WHAT IS REQUIRED: The answer must be a single number: the count of lines in the records below that contain the word "uniform".

Records contained in a dataset
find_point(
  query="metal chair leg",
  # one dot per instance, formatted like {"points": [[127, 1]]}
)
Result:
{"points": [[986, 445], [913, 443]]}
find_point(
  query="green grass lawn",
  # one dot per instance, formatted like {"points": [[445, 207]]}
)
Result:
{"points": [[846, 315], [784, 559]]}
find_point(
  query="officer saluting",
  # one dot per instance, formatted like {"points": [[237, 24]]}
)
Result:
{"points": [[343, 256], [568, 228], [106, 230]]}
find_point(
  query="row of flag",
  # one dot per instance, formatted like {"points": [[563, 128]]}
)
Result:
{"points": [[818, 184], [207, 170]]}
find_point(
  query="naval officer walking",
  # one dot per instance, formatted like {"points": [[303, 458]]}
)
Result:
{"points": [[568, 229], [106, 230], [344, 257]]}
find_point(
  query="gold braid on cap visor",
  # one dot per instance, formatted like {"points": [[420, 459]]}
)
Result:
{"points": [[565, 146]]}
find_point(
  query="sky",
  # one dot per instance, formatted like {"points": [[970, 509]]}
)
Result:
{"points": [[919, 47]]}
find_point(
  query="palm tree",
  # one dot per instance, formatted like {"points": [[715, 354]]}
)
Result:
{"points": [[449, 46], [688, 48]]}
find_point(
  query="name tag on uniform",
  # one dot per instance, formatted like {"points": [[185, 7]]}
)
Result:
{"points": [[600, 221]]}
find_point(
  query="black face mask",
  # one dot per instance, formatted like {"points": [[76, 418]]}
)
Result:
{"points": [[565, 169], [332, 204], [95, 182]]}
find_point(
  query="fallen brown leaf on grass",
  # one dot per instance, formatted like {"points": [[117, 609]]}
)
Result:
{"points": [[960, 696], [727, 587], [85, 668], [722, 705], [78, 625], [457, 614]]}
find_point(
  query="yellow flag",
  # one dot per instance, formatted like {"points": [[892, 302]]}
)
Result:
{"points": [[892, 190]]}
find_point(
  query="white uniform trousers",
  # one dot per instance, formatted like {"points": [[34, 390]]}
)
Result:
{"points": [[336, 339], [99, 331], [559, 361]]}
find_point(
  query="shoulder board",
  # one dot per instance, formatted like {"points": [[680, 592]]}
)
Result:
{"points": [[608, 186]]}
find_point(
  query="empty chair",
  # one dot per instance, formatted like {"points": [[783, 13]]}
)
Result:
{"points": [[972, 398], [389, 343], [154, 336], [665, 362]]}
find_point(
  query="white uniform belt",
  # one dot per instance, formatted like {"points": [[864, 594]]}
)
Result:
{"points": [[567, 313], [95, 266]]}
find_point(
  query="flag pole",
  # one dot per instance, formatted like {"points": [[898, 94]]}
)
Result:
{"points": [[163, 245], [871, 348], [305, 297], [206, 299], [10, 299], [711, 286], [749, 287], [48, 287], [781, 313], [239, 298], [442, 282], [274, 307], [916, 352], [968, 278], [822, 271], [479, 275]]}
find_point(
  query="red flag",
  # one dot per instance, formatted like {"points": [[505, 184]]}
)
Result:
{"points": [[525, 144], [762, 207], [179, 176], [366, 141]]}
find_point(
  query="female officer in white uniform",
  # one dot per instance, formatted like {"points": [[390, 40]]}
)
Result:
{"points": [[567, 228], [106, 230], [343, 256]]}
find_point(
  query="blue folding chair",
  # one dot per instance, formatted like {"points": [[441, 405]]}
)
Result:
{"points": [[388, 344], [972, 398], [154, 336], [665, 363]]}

WRITTEN ANSWER: 4